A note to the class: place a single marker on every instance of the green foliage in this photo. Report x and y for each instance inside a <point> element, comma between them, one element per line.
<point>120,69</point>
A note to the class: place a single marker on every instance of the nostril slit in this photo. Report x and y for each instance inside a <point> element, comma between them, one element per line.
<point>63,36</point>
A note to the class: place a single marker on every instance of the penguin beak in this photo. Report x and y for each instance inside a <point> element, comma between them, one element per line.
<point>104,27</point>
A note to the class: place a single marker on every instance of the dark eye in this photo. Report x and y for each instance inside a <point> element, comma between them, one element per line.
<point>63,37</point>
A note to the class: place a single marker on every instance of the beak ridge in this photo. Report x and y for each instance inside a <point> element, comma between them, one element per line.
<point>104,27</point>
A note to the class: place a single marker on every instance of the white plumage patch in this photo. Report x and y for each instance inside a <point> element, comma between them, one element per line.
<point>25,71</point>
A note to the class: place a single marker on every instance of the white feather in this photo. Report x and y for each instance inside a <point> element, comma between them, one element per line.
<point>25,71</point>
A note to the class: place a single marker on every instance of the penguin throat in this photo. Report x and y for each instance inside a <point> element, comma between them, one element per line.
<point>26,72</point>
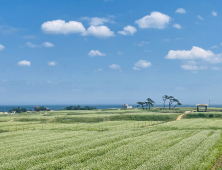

---

# GOAL
Please arrange every item above as a numbered list, one line per number. Skip blank lines and leave the pictures out.

# REPLY
1. A note to the class: place a single marker on every instance of the green foliage in this photo. Report x and y for each instance inside a <point> element, comma between them, one element per line.
2. <point>120,69</point>
3. A note to the class: place a single marker on every instance of the nostril slit in this photo. Report x and y for each instance inside a <point> element, comma between them, one element per line.
4. <point>63,36</point>
5. A note to the class: place a single marker on every instance of the penguin beak in this photo. Report x and y for each instance inside a <point> element, comma between them, one element per line.
6. <point>104,27</point>
7. A note to the class: place a single marker on every instance of the dark eye in this photo. Report x and y for each instance inside a <point> element, comma between them, one element per line.
8. <point>63,37</point>
9. A note to the class: place a single marker on every instance of the beak ridge in this photo. Report x and y for each instance inside a <point> element, comma between them, one element per line.
10. <point>104,27</point>
11. A note to the class: place a single marker on every instance of the white plumage patch in this photo. Report x and y for each instance inside a <point> element, comma between them, one element per line.
12. <point>25,71</point>
13. A note to the class: place a single marker on every instance of the white feather in this photo. Report x and y for each instance inside a <point> element, comma between them, one element per line.
14. <point>25,71</point>
15. A note to the class: place a single marker on every instance of the penguin throat in this photo. Report x and y for each instance inside a <point> element, comma between them, one element per line.
16. <point>26,72</point>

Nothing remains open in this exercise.